## DATA TO USE
·····

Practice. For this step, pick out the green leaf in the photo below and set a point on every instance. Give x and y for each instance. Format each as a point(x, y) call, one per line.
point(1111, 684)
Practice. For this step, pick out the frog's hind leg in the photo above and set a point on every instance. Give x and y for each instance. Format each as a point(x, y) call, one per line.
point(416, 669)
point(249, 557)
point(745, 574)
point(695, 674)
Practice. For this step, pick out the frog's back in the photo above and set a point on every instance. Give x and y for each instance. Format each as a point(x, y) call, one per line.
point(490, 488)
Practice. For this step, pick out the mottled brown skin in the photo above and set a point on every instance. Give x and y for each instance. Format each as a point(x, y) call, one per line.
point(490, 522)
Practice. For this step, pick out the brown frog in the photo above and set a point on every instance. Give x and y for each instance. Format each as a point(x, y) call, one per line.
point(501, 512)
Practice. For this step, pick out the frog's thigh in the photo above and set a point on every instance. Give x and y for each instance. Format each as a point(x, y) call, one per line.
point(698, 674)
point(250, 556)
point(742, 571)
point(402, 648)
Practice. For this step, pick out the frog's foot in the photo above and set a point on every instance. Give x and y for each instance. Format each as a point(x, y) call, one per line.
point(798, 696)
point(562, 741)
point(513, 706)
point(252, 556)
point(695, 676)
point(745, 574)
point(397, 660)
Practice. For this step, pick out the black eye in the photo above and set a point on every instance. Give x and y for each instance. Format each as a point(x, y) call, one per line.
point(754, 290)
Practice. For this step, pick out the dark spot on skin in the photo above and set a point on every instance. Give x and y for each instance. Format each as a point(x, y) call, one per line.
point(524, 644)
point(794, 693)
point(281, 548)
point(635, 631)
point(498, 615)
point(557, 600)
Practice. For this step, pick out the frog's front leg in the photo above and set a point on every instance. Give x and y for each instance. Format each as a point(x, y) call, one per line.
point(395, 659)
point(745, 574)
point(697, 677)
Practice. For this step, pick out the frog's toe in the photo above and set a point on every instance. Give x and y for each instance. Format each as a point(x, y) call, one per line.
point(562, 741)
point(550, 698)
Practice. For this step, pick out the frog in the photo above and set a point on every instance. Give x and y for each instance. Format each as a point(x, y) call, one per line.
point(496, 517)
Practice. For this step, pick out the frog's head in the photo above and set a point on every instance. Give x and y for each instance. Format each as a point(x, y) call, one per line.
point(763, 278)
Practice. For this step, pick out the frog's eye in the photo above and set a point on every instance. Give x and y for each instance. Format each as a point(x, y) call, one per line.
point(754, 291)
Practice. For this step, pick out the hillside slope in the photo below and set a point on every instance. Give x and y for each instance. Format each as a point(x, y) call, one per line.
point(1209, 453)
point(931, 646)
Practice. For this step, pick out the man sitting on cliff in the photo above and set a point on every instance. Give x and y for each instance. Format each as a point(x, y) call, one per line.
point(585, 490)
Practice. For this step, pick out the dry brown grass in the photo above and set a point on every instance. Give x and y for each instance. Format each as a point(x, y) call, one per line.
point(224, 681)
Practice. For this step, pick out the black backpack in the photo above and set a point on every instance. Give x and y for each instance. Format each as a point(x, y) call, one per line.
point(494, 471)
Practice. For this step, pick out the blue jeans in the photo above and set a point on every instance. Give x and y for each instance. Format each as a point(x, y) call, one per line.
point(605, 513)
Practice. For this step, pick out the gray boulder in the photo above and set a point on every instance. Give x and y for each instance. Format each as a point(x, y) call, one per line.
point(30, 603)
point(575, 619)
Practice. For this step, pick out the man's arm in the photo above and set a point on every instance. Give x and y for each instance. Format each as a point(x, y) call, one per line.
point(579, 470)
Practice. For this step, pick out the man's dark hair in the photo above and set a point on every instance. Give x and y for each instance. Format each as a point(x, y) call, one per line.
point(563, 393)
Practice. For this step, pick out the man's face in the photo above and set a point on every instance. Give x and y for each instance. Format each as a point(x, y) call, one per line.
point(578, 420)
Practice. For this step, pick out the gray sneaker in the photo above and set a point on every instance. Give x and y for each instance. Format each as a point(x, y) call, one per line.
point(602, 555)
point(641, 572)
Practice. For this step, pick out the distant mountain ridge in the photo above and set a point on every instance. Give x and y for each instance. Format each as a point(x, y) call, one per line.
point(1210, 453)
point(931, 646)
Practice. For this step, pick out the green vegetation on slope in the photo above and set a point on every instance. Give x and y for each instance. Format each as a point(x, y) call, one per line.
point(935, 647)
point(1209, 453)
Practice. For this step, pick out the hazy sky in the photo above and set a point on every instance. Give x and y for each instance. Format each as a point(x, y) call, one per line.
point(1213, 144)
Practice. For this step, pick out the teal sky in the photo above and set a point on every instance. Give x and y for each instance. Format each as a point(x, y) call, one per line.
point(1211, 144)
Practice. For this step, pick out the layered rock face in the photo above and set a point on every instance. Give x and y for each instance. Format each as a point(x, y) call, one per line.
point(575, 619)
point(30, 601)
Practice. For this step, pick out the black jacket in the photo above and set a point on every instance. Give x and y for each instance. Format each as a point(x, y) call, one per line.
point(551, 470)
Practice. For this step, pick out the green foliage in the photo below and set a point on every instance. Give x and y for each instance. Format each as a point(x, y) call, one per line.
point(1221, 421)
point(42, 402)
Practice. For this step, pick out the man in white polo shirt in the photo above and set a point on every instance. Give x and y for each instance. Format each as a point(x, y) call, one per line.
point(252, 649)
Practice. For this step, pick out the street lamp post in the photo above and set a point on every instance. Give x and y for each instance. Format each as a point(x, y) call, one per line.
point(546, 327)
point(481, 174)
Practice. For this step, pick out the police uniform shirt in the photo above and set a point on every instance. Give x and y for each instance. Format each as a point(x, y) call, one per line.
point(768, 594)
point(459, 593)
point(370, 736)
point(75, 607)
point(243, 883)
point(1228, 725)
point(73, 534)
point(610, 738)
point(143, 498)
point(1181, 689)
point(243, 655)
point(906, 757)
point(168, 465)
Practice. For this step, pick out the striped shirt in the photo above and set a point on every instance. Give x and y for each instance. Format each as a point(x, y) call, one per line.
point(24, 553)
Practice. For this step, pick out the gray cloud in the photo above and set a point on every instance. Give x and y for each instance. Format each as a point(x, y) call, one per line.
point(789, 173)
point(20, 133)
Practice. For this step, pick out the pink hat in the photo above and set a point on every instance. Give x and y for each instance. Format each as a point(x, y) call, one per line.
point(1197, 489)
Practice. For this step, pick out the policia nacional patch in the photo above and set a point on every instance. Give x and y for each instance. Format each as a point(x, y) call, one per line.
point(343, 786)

·····

## INSTRUCTIONS TO FOLLOW
Reproduce all of the material above line for line, with no changes to wording, order, or punctuation.

## WRITTEN SOLUTION
Practice. For this step, pick out the green leaf in the photo below and set a point on every instance. Give x and y for each instance. Format each as a point(x, y) call, one per line.
point(1111, 684)
Practice. For this step, pick out the frog's hind leg in the photo above and set a point on every instance. Give x and y for each instance. Format each as a point(x, y) call, one per line.
point(416, 669)
point(249, 557)
point(745, 574)
point(695, 674)
Practice. For this step, pick out the frog's back in the photo above and set a point on every instance. Give x and y for each instance. Format each as a point(x, y) call, one per line.
point(490, 488)
Practice. For this step, pick out the mottled brown skin in the photo above and set a point on every instance. Give x and y for each instance. Format each as a point(x, y) call, one per line.
point(490, 522)
Practice. For this step, pick out the brown frog in the photo above and set a point on every instance. Give x and y for each instance. Format each as a point(x, y) call, one per line.
point(501, 512)
Practice. For this step, pick out the frog's thigh in the photo above and set a point on every instance. Give x and y for each instance. Format each as a point(x, y) call, one per line.
point(698, 674)
point(250, 556)
point(742, 571)
point(402, 648)
Practice. For this step, pick out the frog's foot in the photo above and set a point on every instance. Give x and y for each instance. Format each as a point(x, y) call, one per line.
point(798, 696)
point(562, 741)
point(513, 706)
point(252, 556)
point(695, 676)
point(745, 574)
point(397, 660)
Practice. For this step, pick out the black eye in the photo above and set a point on every instance. Give x and y for each instance. Format each as a point(x, y) call, one per line.
point(754, 290)
Practice. For this step, pick out the dark spot on skin in the photo above and set a point on every instance. Give x and y for each instance. Format each as a point(x, y) call, one per line.
point(524, 644)
point(794, 693)
point(281, 548)
point(635, 631)
point(498, 615)
point(557, 600)
Practice. For this step, pick out the frog's front leg in the photo above and set a point on every instance. Give x and y for each instance. Format each as a point(x, y) call, one per line.
point(395, 659)
point(745, 574)
point(697, 677)
Practice. For this step, pick out the frog's toe in the photo above and set a point on every instance. Give x and y for each instance. Format each as a point(x, y) call, one per line.
point(562, 741)
point(550, 698)
Practice. For this step, pick out the frog in the photo above and set a point on every instance. Give x and y for each instance. Format each as a point(x, y) call, one per line.
point(496, 517)
Practice. For this step, pick out the frog's head in the photo above and set a point on every instance. Give x and y for each instance. Format each as a point(x, y) call, one per line.
point(763, 278)
Practice. For this step, pick out the frog's eye in the photo above and set a point on every instance. Give x and y for each instance. Format each as a point(x, y) call, one per line.
point(754, 291)
Practice. For this step, pick out the hillside slope in the photo below and set a point on every instance. Give x and y for each instance. Format each as a point(x, y) call, one per line.
point(1209, 453)
point(931, 646)
Practice. For this step, pick out the man sitting on cliff in the photo above and set a point on every instance. Give x and y for each instance. Format each as a point(x, y) call, one per line.
point(585, 490)
Practice. For this step, pick out the dry brown grass in the photo above and set a point on every instance. Give x and y for each instance. Format each as a point(x, y) call, one per line.
point(224, 681)
Practice. For this step, pick out the black backpack in the photo above and set a point on every instance. Give x and y for each instance. Format each as a point(x, y) call, one per line.
point(494, 471)
Practice. For this step, pick out the blue jeans in the photo above and set a point on every instance. Give x and y for each instance. Format each as a point(x, y) call, one per line.
point(605, 513)
Practice. For this step, pick out the gray boulder in the photo above and set a point on every instance. Give x and y for each instance. Format each as a point(x, y) call, one per line.
point(30, 603)
point(575, 619)
Practice. For this step, pick out the man's arm in the photo above and set a point on every instance. Give x and y for each instance. Format each as a point(x, y) call, one per line.
point(579, 470)
Practice. For this step, pick out the man's dark hair in the photo above and set a point on every instance. Give x and y for each instance. Format each as a point(x, y) call, one per line.
point(563, 393)
Practice. For this step, pick out the man's face in the photo above and set a point on every instance. Give x and y for each instance. Format each as a point(x, y) call, one per line.
point(578, 420)
Practice. For this step, pick out the gray sneaker in the photo above and set a point on every instance. Give x and y for each instance. Format each as a point(x, y) call, one per line.
point(602, 555)
point(641, 572)
Practice. For this step, pick out the distant mountain ridge in the photo above and set a point on every instance. Give x and y for each instance. Format each as a point(x, y) call, one per line.
point(1210, 453)
point(931, 646)
Practice. For this step, pick out the green vegetation on slope in the photo above and set a point on every instance. Give x and y for each instance. Format each as a point(x, y) call, one per line.
point(935, 647)
point(1209, 453)
Practice. For this step, pick out the hazy sky in the photo above and set a point on every instance. Give x and y for each instance. Format each as a point(x, y) call, one per line.
point(1213, 144)
Practice. For this step, pick out the teal sky in the photo above and set a point on every instance. Give x and y for each instance. Format each as a point(x, y) call, one per line.
point(1211, 144)
Practice. For this step, pick out the layered rock face in the photo above and set a point on every instance. Give x and y for each instance. Format each as a point(x, y) call, one per line.
point(575, 619)
point(30, 601)
Practice. For this step, pick out the black jacket in the photo above and set a point on every instance. Give x and y for each instance. Format each as a point(x, y) call, one per line.
point(551, 470)
Practice. For this step, pick out the green foliage in the photo below and set a point on every instance. Give x and y for each instance. Format each as a point(x, y) call, one per line.
point(1221, 421)
point(42, 402)
Practice. For this step, pick out the man in white polo shirt in the photo above and set a point on every instance. Give x and y for each instance. Format each as a point(x, y) call, one per line.
point(252, 649)
Practice. For this step, pick out the street lamp post in the photo above and set a point on every instance. Give x and y for each instance. Format each as a point(x, y) call, one per line.
point(546, 327)
point(481, 174)
Practice. For this step, pick out the police uniform shirt in the photo above and set a point on every instance. Give x and y for each instance. Format each as a point(x, y) call, one per line.
point(768, 594)
point(459, 593)
point(370, 736)
point(75, 607)
point(243, 883)
point(1228, 725)
point(73, 534)
point(610, 738)
point(143, 498)
point(1181, 689)
point(243, 655)
point(906, 757)
point(168, 465)
Practice. For this step, pick out the striped shirt in the photo above and set a point on every instance. Give x and y for each instance. Format each as a point(x, y) call, one per line.
point(24, 553)
Practice. For this step, pick out the gray cloud in the photo above and set a point on every instance. Give x and y for each instance. Format each as a point(x, y) call, one per line.
point(789, 173)
point(20, 133)
Practice. For this step, pick out the pink hat in the photo above and set a point on every instance. Give x and y for each instance. Format each as a point(x, y) call, one per line.
point(1197, 489)
Practice. For this step, pick out the policia nacional patch in the photo above and set a point on every instance. Give x and y for each instance. Format each as a point(x, y) call, one per line.
point(343, 786)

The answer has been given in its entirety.